Stated goal 1:
In the article on China's urban climate challenge, when was China's current planning system introduced?
Stated goal 2:
Reproduce the passage from the article on China's urban climate challenge, starting with "XIAOYING’S VIEW" and going on through "their development strategies.".
Stated goal 3:
Carry on the article on China's urban climate challenge, picking up after its final sentence.

China’s ‘post-industrial’ climate challenge

 
Xiaoying You
Xiaoying You
 
REUTERS/Thomas Peter

THE NEWS

After a summer of deadly floods in Beijing, oppressive heat waves in Shanghai, and intense rainstorms in Hong Kong and Shenzhen, China’s biggest cities are grappling with urban planning in a new climate reality.

To prepare for a more unpredictable future, they must ditch the large-scale industrialized projects that have till now defined Chinese megacities in favour of nature-based solutions, Yu Kongjian, the godfather of Chinese urban planning, told me.

XIAOYING’S VIEW

Although China’s central government recognizes that the country is facing rising climate risks, its urban centers have yet to put resilience at the core of their development strategies.

This is partly because even though local officials must now meet environmental targets, they still face pressure to develop cities by upgrading infrastructure and bolstering economic growth. Moreover, China’s current planning system, introduced after the country’s urbanization boom in the 1990s, is designed to spur, not limit, cities’ growth.

Extracted data:
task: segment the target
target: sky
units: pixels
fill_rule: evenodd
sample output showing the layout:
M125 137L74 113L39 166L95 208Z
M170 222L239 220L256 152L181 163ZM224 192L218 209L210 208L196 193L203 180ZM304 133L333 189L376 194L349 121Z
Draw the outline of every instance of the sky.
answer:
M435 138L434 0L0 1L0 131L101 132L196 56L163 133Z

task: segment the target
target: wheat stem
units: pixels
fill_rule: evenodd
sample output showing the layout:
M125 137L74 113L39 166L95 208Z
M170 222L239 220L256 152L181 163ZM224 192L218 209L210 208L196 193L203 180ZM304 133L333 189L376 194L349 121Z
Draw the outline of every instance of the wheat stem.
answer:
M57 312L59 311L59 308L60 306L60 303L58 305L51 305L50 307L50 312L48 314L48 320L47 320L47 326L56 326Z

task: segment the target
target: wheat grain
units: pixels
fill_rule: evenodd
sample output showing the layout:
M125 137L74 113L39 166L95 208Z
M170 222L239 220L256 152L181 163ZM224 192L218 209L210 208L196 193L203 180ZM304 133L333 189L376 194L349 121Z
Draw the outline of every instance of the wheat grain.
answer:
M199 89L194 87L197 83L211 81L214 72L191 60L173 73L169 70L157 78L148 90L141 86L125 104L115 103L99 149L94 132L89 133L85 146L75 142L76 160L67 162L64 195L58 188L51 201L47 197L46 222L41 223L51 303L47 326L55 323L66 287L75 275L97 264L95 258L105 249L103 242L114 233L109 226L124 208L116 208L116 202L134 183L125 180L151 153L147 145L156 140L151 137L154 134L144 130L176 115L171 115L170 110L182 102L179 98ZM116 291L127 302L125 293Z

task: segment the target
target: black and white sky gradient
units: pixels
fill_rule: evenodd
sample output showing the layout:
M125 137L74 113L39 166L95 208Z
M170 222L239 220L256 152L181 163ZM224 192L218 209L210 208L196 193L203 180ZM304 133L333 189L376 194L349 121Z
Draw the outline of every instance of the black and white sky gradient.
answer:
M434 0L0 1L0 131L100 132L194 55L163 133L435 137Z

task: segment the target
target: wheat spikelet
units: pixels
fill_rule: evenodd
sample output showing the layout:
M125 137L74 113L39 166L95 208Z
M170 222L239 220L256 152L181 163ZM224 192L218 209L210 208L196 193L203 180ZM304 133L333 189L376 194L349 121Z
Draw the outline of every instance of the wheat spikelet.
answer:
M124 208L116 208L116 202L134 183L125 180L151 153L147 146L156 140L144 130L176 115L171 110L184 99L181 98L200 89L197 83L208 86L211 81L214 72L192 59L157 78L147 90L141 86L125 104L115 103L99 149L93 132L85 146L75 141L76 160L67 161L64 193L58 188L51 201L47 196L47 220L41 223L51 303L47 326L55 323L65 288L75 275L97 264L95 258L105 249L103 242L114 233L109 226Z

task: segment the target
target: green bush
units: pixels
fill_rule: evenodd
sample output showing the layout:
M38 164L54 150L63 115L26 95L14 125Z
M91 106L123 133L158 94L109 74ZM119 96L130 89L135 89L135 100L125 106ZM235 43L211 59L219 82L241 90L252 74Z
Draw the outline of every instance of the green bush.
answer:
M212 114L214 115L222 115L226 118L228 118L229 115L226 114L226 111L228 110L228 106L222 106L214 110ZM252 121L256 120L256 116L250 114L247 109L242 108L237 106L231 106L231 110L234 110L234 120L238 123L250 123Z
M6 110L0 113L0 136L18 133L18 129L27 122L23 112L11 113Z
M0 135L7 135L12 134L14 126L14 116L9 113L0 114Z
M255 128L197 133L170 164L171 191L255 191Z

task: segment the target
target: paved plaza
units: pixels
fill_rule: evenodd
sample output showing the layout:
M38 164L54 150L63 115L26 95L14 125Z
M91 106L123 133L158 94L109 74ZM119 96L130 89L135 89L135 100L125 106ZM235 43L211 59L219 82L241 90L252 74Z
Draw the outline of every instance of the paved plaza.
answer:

==

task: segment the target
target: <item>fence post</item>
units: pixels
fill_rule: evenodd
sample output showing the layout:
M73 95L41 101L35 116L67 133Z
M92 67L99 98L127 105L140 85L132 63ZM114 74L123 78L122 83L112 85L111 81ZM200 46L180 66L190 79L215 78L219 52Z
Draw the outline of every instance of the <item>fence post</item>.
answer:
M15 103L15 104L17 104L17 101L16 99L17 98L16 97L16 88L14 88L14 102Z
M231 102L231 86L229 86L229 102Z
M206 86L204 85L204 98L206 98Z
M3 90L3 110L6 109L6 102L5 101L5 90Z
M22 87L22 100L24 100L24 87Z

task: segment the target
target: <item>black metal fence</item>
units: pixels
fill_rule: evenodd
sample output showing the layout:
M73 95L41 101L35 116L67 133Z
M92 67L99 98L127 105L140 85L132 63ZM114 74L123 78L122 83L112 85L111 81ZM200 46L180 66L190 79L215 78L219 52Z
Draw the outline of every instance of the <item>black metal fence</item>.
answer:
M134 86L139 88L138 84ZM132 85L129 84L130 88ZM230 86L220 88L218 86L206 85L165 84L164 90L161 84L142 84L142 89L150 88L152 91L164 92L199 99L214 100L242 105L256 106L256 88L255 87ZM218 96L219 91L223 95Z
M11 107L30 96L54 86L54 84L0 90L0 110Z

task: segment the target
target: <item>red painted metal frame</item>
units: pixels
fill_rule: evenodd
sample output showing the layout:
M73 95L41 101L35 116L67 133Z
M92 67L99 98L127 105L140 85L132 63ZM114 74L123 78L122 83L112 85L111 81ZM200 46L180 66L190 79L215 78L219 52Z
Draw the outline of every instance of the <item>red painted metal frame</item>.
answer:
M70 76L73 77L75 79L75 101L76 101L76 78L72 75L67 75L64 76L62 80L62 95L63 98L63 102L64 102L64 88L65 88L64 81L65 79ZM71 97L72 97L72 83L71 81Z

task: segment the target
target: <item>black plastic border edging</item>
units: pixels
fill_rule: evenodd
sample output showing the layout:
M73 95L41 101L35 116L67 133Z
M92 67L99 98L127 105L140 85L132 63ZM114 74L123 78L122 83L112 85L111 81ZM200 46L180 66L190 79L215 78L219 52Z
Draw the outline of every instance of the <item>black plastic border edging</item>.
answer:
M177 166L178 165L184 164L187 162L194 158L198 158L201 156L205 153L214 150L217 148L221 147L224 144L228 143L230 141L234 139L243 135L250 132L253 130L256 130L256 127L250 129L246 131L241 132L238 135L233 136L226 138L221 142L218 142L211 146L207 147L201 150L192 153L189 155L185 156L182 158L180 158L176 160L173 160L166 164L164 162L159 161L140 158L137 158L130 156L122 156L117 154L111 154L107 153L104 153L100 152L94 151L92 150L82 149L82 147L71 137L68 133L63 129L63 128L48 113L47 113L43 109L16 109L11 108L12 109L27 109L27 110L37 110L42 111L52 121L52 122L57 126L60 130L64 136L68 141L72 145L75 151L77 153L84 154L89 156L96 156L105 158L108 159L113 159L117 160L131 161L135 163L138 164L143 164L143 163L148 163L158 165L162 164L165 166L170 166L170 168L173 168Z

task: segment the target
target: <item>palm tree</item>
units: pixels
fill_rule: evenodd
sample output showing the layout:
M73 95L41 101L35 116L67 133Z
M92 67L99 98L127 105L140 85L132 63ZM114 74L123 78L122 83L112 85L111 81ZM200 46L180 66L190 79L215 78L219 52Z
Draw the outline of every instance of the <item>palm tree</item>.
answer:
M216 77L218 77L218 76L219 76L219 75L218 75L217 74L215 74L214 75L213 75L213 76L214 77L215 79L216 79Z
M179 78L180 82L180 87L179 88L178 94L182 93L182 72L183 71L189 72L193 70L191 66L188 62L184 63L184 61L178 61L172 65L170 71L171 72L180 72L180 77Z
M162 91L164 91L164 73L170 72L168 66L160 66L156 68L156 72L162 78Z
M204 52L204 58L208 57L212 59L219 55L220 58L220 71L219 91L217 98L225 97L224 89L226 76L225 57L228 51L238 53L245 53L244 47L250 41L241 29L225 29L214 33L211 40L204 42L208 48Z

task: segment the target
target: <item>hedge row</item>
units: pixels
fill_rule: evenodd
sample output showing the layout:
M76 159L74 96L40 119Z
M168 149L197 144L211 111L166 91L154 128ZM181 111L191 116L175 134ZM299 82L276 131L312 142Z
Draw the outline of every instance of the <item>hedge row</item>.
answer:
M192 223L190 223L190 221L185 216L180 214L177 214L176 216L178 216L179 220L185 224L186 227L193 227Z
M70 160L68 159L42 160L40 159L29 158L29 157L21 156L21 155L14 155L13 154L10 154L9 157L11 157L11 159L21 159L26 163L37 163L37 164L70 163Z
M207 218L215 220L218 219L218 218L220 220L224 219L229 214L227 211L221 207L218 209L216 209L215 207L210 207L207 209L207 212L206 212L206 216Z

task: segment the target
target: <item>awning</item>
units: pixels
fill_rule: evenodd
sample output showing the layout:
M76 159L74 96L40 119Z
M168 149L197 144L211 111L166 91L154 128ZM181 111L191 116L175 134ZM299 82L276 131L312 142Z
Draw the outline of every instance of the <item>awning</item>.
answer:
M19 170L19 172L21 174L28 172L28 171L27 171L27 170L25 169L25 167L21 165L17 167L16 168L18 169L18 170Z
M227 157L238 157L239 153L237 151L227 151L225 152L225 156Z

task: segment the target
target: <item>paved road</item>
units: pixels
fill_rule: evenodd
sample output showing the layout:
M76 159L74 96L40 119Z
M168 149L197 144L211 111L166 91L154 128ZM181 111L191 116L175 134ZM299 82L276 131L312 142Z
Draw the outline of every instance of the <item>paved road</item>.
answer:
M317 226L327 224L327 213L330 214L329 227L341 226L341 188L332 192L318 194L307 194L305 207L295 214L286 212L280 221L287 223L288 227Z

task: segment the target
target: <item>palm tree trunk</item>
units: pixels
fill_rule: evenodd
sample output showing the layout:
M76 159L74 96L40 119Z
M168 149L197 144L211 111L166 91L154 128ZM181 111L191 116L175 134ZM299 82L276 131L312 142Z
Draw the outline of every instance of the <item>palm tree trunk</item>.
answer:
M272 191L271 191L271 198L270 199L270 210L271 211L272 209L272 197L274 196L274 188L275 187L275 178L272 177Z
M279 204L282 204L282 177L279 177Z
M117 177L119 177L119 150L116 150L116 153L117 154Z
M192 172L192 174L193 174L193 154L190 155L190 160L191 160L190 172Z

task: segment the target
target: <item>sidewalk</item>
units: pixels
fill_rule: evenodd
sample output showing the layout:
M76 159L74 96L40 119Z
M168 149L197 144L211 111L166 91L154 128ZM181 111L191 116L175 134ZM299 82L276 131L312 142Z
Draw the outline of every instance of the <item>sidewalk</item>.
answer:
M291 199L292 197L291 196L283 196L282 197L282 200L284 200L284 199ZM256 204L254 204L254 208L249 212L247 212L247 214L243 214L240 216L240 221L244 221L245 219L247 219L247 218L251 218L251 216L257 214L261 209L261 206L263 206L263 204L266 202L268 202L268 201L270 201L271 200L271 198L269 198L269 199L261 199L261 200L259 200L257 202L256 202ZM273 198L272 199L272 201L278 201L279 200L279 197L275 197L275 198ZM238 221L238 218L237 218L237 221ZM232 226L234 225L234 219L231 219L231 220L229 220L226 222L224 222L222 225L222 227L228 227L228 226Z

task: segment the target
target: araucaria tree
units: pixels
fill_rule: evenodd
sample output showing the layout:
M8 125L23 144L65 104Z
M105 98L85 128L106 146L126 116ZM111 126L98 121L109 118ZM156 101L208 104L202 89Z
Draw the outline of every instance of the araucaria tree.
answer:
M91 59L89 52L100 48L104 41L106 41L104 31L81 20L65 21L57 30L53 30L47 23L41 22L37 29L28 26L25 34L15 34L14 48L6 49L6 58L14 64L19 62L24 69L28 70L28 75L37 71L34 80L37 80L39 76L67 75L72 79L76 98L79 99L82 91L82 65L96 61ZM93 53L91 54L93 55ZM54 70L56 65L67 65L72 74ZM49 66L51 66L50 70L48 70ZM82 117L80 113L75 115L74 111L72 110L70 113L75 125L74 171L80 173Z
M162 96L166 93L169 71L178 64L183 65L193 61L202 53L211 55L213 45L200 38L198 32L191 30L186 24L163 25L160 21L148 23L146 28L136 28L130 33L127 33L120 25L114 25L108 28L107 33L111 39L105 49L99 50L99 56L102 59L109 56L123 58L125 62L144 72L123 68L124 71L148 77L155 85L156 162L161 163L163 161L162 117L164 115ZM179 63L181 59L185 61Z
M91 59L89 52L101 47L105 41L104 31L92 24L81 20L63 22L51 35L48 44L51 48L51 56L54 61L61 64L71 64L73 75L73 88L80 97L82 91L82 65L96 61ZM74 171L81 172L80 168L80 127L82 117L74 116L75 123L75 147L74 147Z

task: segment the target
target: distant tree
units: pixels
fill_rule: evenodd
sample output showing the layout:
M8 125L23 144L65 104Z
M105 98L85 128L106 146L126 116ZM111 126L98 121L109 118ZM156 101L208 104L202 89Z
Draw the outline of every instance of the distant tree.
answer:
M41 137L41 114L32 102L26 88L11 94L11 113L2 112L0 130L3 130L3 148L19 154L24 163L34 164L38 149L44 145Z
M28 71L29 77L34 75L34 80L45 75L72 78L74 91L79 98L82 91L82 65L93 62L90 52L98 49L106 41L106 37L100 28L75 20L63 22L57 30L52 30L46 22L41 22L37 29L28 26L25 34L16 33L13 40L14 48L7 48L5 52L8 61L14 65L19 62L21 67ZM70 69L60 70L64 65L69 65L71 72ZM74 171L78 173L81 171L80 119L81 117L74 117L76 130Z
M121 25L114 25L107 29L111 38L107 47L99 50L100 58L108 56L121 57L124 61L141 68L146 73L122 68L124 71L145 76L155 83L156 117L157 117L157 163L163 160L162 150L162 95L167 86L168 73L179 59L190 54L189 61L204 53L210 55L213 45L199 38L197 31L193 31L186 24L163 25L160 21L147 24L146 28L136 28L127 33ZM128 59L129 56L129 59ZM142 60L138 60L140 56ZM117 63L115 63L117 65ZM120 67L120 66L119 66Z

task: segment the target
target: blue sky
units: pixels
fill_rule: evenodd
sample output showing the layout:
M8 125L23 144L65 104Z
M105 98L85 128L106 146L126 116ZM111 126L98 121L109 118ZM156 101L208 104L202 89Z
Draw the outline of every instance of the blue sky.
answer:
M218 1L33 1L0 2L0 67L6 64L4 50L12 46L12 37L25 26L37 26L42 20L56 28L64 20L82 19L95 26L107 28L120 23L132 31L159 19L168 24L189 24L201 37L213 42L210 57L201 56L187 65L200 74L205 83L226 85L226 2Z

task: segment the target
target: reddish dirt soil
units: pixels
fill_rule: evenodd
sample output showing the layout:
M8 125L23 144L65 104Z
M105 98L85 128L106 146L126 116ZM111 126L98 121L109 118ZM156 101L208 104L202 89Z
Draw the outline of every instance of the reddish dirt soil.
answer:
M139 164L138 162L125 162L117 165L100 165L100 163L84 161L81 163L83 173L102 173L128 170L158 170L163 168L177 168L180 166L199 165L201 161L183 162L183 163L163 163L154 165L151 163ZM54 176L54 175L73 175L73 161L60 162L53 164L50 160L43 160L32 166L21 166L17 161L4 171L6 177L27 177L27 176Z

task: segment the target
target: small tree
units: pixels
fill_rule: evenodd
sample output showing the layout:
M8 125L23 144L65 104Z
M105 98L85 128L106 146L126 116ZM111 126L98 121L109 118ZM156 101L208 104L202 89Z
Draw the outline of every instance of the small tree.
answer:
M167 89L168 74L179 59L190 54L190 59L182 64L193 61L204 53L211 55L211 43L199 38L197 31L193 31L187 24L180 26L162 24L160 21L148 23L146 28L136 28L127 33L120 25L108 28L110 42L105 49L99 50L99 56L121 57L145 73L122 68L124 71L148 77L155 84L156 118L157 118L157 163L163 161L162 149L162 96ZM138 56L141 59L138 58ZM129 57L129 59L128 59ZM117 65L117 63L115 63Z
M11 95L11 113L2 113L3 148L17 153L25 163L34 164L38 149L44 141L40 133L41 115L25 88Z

* * *

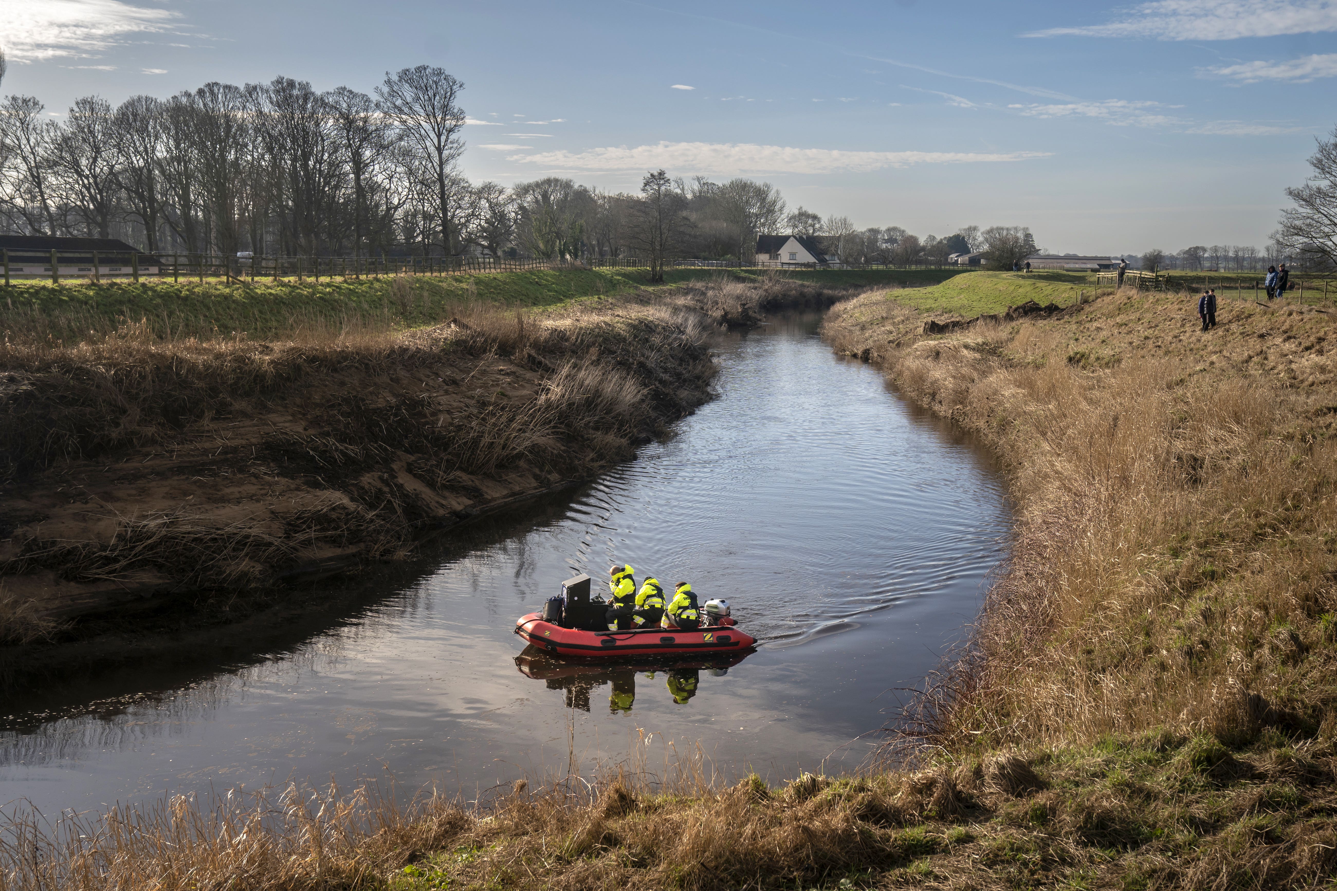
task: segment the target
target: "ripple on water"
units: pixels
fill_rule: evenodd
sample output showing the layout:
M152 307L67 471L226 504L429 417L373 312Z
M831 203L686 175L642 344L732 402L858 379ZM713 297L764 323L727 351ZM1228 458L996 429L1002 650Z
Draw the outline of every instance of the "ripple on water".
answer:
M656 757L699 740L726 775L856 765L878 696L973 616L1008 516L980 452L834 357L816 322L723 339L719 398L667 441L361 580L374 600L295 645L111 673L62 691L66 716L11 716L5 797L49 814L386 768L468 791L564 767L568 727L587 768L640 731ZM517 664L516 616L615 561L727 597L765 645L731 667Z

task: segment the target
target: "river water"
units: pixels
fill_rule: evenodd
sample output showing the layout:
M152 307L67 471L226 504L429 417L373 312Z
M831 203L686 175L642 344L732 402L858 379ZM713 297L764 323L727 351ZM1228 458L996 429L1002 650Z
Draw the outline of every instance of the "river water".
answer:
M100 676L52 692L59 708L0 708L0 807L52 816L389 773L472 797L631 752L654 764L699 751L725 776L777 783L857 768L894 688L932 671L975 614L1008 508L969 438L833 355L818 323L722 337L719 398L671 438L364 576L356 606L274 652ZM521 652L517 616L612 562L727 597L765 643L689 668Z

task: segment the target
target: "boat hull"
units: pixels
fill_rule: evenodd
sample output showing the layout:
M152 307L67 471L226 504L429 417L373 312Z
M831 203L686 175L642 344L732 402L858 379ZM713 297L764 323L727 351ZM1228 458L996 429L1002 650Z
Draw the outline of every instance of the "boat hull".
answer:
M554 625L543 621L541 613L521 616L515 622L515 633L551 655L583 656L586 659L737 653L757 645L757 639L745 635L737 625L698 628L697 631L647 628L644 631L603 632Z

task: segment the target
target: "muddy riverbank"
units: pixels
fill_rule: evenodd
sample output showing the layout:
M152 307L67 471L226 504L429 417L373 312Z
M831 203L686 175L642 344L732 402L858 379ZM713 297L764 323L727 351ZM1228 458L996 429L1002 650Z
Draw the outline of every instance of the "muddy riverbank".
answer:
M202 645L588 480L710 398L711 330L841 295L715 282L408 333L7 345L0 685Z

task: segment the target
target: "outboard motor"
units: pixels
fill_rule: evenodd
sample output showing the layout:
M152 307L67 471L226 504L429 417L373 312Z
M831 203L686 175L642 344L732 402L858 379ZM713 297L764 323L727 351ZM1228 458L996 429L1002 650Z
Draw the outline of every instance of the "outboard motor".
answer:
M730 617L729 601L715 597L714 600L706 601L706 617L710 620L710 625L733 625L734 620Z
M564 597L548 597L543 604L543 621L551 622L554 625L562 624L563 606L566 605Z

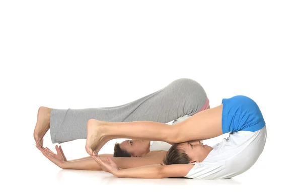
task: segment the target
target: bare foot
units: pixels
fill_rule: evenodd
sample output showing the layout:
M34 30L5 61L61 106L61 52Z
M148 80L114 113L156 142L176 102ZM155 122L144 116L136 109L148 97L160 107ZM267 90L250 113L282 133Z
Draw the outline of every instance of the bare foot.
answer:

Response 1:
After the country's urbanization boom in the 1990s.

Response 2:
XIAOYING’S VIEW

Although China’s central government recognizes that the country is facing rising climate risks, its urban centers have yet to put resilience at the core of their development strategies.

Response 3:
“It is hard for [the system] to respond to elements that will restrict a city’s growth, such as environmental protection and prevention of floods and droughts,” said Cui Guo, an urban planner and editor-in-chief of Urban China.

Yet, according to Yu, that is exactly what must be done. “We need to use a post-industrialized logic to respond to climate change,” he told me. Instead of pouring funds into “gray infrastructure,” such as concrete dams, Chinese cities must “befriend floodwaters” by harnessing nature, he said. The 60-year-old advocates one solution in particular: the concept of “sponge cities” where urban areas “provide more room” for nature to act as a giant sponge to retain and absorb rain, and slow down floods.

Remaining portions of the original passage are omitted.